* [Text for analysis]:
GRASP-PsONet: Gradient-based Removal of Spurious Patterns for PsOriasis Severity Classification
Basudha Pal, Sharif Amit Kamran, Brendon Lutnick, Molly Lucas, Chaitanya Parmar, Asha Patel Shah, David Apfel, Steven Fakharzadeh, Lloyd Miller, Gabriela Cula, Kristopher Standish

TL;DR
This paper introduces a gradient-based interpretability framework to identify and remove problematic training images in psoriasis severity classification, enhancing model robustness and reducing annotation inconsistencies.
Contribution
The proposed method automatically flags spurious training images affecting model performance, improving generalization and reducing the need for manual annotation review.

* [Listed records]:

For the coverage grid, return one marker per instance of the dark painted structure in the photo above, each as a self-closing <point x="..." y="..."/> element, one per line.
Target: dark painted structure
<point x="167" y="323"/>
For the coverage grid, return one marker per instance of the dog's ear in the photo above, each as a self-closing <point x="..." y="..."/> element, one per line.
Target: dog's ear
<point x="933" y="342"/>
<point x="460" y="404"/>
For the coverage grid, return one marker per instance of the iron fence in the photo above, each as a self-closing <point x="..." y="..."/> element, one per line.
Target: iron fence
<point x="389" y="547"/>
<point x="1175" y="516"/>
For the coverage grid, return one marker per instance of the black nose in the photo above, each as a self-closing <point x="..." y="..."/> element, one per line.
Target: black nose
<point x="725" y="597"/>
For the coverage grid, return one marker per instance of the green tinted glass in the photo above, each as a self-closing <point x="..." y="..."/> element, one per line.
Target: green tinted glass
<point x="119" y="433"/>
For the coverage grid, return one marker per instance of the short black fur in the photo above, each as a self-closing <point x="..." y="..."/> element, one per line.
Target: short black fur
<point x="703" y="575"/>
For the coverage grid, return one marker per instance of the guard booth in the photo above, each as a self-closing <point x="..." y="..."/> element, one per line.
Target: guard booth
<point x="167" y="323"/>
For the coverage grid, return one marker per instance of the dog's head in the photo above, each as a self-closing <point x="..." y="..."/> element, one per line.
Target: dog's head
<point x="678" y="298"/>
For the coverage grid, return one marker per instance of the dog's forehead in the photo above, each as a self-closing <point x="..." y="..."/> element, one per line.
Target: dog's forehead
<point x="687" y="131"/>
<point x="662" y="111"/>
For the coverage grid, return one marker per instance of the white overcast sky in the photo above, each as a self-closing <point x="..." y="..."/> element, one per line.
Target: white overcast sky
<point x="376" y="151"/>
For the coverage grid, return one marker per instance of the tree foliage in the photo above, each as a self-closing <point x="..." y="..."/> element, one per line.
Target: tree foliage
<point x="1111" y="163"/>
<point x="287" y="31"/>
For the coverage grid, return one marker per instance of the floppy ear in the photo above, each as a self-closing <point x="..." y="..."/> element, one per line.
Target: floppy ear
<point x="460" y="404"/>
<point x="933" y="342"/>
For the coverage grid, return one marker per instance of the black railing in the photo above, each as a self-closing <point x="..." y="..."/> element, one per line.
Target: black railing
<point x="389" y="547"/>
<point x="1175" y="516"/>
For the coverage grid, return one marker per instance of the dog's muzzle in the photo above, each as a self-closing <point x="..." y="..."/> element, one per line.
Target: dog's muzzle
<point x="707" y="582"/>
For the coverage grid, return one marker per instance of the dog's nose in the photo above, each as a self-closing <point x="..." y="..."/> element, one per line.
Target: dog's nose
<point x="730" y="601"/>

* [Problems to solve]:
1) In the paper summary on psoriasis severity classification, why does the proposed method reduce the need for manual annotation review? Explain in one to three sentences.
2) What kind of framework does the paper summary on psoriasis severity classification introduce?

* [Answers to each task]:
1) The method automatically flags the spurious training images that affect model performance. Identifying and removing these problematic images also reduces annotation inconsistencies.

2) A gradient-based interpretability framework.